Exercise description:
Copy the records below exactly, omitting any pictures they contain.

Material to process:

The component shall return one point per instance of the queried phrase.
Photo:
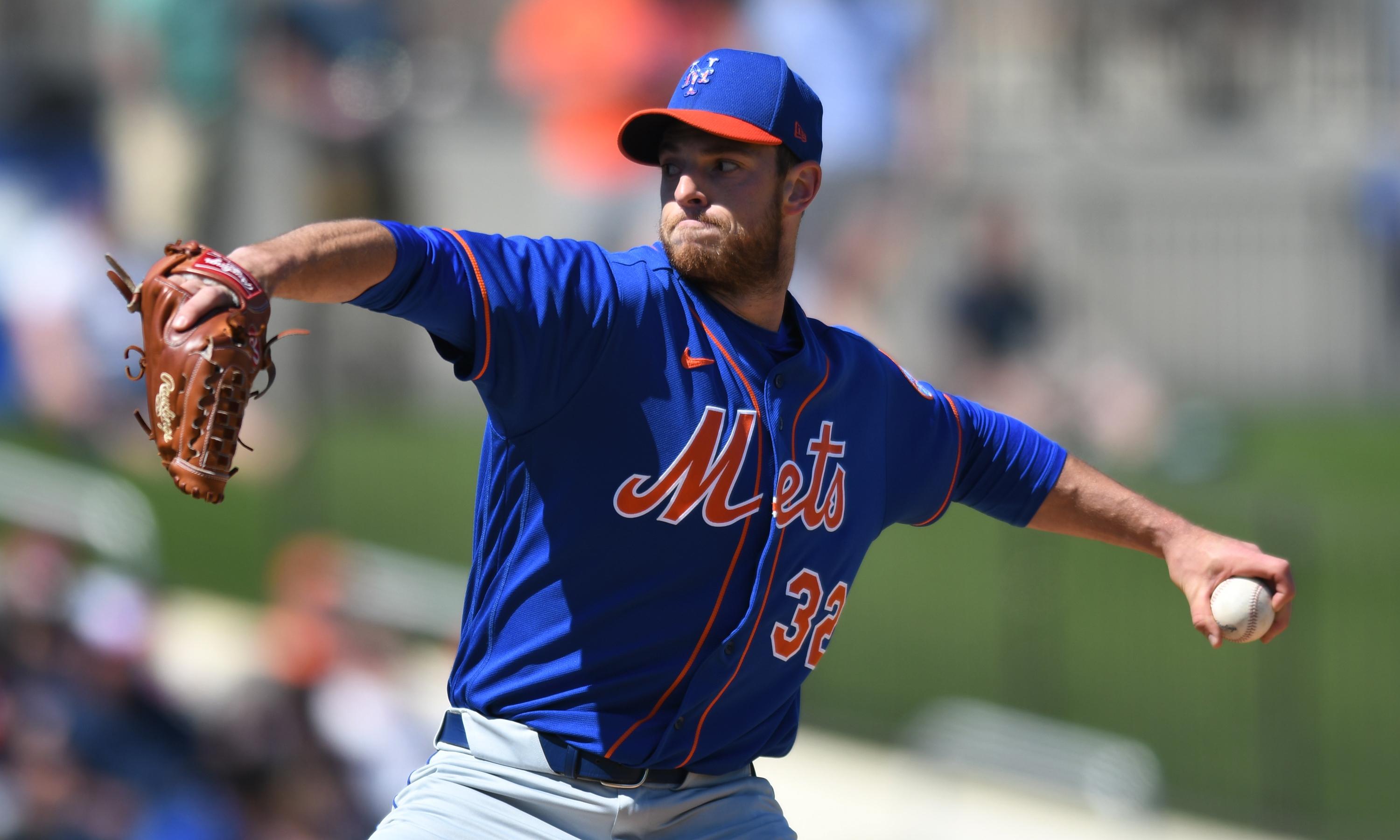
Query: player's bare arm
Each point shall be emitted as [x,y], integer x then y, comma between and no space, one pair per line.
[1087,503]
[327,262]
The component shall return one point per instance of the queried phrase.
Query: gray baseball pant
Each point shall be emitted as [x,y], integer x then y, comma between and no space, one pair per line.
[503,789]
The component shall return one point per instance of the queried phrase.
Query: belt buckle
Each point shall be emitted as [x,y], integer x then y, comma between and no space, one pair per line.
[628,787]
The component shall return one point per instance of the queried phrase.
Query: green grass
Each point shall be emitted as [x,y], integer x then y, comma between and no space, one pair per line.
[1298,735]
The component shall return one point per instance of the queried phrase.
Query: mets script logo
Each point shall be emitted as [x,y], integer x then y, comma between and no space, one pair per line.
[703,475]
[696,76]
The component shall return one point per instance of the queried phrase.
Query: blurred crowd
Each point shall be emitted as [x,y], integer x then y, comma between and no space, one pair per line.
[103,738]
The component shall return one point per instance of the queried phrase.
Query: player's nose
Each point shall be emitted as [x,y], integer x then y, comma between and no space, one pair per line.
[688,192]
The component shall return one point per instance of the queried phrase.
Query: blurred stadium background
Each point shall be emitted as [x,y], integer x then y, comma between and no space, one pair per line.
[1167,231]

Task response:
The component shall return one point per instance of the queried phrase.
Photo:
Query: player's bare arm
Each point shall be emitted as [x,y], integer x then y, comma between and no space, one pair per line.
[1087,503]
[327,262]
The component shall return one point per instance of the queried phrase.
Query: gray baseball pant
Each point shall be emitted as [x,y], integer x then y, comma between and no space, one pair per line.
[503,789]
The component shall return one point per instance of the queried phrase.
Query: belt buckle
Each point shall be emitted as [x,y], integer x then y, comma between and no space, one pair per line.
[628,787]
The component shall return one point per instance of the queried phrase.
Query: green grass
Each point shall be emitted as [x,y], integer x then y, comma between and no space, one pair per line.
[1298,735]
The component shall return one point per instance of the queried phrase.
Query: mets script logo
Each point shall be emitted as [x,y], integer x then y, comma between and no space, one pair per line.
[703,475]
[696,76]
The component shall return one point per instance of the queried phrase.
Query: blurred crowd
Each point shall be emitted as [x,y], integer x then y, comma between and no space, one pair per line.
[103,738]
The component shall return one point per instance of the queried phrase.
Query: player's nose
Each point shall be emitted as [x,y], integer x then y, comma between and no space, one pair per line.
[688,192]
The component shall return one point per instance of the queried phrase.
Query: blurred stadium background
Each point shall be emitted as [x,y], integer x then y, comma between and no space, one pair per line.
[1167,231]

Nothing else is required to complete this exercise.